## TASK OBJECTIVE
In the records below, copy every line without change, starting at the line that has "FIND: decorative object on shelf" and stopping after the line that has "column 10, row 161".
-- start AVAILABLE DATA --
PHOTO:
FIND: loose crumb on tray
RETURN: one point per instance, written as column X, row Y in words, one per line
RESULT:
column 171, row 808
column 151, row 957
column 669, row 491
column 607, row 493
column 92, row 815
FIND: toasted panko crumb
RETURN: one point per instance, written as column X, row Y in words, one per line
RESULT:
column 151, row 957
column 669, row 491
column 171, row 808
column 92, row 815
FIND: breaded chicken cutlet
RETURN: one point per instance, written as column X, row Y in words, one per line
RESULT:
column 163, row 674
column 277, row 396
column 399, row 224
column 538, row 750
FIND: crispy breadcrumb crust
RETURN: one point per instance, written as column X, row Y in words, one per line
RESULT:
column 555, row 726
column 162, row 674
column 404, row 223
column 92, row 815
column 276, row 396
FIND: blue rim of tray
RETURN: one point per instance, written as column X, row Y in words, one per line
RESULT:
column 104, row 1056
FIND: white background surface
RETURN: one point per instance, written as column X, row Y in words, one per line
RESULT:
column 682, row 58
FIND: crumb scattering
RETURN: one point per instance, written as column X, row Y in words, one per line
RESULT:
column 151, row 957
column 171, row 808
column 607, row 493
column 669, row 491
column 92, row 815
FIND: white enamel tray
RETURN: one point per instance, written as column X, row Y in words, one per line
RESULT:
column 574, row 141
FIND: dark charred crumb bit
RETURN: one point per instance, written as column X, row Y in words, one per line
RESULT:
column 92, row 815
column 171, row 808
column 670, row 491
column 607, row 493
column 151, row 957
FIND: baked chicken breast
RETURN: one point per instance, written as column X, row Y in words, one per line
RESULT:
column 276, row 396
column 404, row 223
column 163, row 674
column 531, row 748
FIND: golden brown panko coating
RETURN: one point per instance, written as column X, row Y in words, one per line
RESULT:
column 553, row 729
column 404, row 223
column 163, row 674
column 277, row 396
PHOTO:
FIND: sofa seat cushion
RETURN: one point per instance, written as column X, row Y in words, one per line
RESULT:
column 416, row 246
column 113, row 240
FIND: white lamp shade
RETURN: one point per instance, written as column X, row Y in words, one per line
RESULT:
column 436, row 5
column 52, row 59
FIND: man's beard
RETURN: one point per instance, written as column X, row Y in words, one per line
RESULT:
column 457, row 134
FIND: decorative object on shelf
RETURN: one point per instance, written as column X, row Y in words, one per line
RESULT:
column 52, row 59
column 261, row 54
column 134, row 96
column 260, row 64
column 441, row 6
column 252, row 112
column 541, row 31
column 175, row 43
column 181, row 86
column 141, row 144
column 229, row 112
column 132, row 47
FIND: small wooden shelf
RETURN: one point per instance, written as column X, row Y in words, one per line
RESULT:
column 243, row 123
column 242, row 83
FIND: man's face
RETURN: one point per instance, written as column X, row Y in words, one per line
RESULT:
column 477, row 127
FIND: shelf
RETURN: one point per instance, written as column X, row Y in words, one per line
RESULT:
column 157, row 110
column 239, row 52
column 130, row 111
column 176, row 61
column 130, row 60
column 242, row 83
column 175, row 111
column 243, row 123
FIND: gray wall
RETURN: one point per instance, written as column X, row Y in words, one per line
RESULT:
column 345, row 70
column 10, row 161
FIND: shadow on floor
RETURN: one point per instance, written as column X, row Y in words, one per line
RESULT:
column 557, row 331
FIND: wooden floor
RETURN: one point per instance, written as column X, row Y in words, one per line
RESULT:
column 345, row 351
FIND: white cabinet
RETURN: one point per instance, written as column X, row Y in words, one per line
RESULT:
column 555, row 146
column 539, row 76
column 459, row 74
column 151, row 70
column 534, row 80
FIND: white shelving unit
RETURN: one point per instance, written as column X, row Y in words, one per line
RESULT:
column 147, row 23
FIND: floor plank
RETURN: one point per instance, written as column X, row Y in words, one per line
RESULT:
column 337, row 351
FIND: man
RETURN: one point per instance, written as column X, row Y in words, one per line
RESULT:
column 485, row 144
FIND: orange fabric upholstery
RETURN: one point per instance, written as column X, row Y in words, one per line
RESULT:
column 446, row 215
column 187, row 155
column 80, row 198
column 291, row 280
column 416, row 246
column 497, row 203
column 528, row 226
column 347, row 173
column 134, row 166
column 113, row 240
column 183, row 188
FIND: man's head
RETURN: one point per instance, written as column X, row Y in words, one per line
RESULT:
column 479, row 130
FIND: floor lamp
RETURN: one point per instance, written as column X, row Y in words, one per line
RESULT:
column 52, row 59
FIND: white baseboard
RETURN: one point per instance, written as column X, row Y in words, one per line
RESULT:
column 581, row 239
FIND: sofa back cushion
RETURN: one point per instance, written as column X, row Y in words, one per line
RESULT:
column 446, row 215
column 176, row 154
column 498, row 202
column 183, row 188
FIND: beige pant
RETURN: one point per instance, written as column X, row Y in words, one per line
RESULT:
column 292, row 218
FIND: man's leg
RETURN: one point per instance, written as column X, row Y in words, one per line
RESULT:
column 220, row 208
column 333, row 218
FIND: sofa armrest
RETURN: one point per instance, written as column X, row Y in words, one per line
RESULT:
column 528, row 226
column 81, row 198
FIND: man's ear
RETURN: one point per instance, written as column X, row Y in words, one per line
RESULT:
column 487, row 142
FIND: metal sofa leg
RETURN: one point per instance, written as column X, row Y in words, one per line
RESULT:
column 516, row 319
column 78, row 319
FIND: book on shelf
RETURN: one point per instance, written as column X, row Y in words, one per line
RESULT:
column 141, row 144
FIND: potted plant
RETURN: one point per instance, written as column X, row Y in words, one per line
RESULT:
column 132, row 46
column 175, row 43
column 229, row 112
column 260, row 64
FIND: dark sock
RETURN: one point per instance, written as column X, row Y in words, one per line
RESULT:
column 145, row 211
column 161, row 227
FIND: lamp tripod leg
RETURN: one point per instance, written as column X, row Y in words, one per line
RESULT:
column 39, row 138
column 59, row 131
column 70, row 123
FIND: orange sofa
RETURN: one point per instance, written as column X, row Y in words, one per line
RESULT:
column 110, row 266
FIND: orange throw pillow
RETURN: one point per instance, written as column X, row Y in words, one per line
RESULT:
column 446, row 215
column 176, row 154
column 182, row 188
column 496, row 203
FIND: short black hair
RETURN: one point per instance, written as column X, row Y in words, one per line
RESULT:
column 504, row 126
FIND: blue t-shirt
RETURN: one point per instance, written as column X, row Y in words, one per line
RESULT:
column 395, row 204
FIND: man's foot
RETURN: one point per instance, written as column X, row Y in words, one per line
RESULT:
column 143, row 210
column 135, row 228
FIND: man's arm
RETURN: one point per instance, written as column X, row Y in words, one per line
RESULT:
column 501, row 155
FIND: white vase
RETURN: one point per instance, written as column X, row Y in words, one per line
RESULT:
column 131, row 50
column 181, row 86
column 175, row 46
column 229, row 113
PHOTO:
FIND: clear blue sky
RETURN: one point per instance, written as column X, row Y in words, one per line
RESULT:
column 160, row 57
-- end AVAILABLE DATA --
-- start AVAILABLE DATA --
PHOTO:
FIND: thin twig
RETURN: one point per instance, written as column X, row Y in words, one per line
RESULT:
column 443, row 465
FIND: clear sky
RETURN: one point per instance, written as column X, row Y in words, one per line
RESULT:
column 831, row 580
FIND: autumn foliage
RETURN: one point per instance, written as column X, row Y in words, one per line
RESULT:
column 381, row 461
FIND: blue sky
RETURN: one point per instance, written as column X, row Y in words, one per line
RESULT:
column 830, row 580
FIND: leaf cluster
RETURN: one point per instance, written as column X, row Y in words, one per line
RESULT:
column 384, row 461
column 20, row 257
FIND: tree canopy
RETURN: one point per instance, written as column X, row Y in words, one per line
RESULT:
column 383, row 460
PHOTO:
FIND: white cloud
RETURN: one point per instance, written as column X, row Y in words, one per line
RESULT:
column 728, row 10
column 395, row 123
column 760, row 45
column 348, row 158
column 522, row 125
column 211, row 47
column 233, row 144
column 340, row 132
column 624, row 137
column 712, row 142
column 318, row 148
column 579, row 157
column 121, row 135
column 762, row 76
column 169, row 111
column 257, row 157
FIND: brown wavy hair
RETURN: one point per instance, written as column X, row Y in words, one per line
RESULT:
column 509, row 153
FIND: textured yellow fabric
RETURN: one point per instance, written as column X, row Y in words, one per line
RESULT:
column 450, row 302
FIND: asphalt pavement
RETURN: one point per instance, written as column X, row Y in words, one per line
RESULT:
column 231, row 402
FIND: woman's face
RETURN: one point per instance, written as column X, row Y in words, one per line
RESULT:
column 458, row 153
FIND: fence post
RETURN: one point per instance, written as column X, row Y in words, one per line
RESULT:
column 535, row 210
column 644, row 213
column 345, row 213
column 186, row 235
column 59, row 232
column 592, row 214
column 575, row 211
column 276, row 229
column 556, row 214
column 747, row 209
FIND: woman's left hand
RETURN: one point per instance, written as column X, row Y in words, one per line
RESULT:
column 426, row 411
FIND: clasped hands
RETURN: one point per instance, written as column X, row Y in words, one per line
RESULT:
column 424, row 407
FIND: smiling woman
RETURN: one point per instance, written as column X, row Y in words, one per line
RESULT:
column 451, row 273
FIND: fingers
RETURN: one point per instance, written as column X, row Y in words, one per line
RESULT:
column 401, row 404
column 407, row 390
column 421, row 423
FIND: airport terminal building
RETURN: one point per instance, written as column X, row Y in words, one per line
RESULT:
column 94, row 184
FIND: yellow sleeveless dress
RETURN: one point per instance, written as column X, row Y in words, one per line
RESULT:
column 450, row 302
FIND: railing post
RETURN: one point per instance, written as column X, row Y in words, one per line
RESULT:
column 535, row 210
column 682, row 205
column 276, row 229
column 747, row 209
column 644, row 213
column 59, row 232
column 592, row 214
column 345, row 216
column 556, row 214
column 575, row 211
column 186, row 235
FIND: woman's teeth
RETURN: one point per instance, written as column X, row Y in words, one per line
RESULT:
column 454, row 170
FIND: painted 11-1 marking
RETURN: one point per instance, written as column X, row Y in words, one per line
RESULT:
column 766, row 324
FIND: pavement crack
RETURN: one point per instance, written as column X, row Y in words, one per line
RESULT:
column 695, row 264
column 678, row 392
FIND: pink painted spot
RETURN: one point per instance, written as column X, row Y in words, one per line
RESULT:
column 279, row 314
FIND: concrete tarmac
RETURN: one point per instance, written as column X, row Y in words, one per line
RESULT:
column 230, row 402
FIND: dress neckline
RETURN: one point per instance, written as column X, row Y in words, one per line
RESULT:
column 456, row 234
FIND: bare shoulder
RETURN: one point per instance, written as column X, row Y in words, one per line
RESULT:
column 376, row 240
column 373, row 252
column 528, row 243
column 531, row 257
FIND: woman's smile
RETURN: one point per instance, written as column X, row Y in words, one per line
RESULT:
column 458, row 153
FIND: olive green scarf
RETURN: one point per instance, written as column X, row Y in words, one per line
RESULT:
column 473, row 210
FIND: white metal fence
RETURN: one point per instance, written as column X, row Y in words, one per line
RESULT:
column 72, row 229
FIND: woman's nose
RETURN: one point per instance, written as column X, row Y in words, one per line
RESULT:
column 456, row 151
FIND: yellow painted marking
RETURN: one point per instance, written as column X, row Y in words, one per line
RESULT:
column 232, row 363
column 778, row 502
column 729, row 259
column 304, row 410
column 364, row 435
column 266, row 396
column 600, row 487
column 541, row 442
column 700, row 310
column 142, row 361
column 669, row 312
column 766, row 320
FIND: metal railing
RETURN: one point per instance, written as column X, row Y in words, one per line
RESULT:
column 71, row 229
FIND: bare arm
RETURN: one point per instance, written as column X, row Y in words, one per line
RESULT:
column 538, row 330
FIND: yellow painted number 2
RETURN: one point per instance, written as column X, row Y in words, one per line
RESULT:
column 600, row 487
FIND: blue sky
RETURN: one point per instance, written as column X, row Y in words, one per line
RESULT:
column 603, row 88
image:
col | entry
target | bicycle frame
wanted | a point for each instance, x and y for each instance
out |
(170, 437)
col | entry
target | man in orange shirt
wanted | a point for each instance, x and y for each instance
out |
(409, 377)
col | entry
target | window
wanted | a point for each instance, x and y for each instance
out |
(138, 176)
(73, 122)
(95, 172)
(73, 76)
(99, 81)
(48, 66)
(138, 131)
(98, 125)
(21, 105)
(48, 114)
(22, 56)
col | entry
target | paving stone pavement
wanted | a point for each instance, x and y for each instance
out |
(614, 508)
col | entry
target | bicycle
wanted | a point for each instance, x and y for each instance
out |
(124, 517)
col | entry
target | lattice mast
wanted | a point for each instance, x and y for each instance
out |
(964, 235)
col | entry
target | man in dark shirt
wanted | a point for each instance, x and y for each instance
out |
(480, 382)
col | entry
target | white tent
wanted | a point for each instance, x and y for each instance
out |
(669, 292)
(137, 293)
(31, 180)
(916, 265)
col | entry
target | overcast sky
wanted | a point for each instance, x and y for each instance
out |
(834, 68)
-- end AVAILABLE DATA --
-- start AVAILABLE DATA --
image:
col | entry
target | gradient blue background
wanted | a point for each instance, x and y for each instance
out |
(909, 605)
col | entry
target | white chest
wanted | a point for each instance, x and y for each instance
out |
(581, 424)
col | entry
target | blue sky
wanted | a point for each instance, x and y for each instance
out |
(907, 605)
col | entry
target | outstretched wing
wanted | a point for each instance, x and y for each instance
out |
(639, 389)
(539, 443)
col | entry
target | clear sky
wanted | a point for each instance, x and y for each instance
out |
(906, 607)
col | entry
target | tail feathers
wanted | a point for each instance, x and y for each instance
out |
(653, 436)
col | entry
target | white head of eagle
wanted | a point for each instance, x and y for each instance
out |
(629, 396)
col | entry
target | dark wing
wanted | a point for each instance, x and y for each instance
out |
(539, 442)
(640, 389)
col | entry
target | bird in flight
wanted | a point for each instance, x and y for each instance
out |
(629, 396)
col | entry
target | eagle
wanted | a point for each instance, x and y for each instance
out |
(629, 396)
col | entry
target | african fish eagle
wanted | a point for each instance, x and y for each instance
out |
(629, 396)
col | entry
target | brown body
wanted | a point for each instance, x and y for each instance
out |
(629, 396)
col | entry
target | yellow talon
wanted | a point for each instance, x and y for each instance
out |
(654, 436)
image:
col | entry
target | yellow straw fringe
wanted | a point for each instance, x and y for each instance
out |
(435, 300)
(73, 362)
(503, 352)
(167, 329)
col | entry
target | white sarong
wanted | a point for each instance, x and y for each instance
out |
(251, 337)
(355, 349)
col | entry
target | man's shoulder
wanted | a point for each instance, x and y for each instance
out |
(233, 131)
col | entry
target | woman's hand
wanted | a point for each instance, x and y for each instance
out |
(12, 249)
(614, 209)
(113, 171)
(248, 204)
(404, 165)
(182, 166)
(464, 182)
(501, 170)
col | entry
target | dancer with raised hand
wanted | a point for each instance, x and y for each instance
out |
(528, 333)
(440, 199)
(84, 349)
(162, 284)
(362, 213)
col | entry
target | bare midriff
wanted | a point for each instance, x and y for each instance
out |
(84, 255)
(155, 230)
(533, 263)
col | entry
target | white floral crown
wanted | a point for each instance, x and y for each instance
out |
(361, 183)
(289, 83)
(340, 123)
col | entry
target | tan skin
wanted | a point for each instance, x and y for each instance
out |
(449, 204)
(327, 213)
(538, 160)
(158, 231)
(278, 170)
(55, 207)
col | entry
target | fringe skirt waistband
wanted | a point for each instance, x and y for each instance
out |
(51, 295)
-- end AVAILABLE DATA --
## COMPLETE RESPONSE
FIND: decorative object on shelf
RETURN: one point per instance, written as column X, row Y in words, one per line
RESULT:
column 52, row 59
column 261, row 54
column 134, row 96
column 260, row 64
column 441, row 6
column 252, row 112
column 541, row 31
column 175, row 43
column 181, row 86
column 141, row 144
column 229, row 112
column 132, row 47
FIND: small wooden shelf
RETURN: one point per instance, written as column X, row Y in words, one per line
RESULT:
column 243, row 123
column 242, row 83
FIND: man's face
RETURN: one point per instance, written as column X, row Y in words, one per line
RESULT:
column 477, row 127
FIND: shelf
RETURN: one point per instance, written as column X, row Y in words, one per line
RESULT:
column 157, row 110
column 239, row 52
column 130, row 111
column 176, row 61
column 130, row 60
column 242, row 83
column 175, row 111
column 243, row 123
FIND: gray wall
RETURN: one point per instance, written as column X, row Y in words, one per line
RESULT:
column 345, row 70
column 10, row 161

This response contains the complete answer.